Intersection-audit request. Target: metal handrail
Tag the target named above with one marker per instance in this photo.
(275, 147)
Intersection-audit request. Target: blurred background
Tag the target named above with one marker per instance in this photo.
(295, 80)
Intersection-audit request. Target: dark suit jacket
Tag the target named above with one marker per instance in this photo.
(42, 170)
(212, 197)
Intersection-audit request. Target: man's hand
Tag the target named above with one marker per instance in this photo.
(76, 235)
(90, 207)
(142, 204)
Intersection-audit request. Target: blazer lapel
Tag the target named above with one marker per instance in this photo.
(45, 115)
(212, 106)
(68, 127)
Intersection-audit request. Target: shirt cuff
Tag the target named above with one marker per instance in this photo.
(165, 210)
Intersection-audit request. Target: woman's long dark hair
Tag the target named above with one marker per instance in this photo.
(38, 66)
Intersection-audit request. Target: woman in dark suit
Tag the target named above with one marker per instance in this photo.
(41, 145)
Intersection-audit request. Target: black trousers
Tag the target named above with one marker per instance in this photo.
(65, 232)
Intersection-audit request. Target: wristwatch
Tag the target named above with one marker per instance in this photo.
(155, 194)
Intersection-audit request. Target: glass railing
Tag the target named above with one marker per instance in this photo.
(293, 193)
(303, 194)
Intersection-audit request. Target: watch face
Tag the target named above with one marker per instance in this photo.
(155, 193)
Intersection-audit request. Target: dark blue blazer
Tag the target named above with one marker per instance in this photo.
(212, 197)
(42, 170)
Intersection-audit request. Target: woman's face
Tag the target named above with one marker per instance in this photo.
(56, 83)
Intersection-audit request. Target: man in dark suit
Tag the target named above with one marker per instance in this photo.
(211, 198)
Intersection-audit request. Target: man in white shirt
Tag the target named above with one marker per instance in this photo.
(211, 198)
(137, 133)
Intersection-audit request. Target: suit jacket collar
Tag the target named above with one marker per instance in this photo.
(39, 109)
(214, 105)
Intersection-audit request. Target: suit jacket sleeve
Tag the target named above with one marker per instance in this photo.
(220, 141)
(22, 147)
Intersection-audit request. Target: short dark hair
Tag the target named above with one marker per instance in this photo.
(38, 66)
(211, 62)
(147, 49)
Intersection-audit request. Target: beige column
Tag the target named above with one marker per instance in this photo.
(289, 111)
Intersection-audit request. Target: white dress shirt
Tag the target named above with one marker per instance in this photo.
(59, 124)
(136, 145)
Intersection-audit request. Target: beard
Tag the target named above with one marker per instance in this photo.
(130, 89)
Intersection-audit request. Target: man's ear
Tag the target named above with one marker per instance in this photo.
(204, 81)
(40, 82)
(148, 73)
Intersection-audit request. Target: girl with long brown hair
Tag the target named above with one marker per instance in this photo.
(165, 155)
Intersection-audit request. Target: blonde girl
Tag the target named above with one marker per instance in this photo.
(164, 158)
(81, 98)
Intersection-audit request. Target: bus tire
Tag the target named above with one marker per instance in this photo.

--- Exercise prompt ---
Take the lines above from the one holding "Intersection-audit request. Target: blonde" to the last and output them exactly.

--- Exercise response ---
Intersection-audit request. Target: blonde girl
Tag the target named above with one marker per instance in this photo.
(164, 158)
(81, 98)
Intersection-audit request. Target: bus tire
Tag the target named above with one marker per instance in this photo.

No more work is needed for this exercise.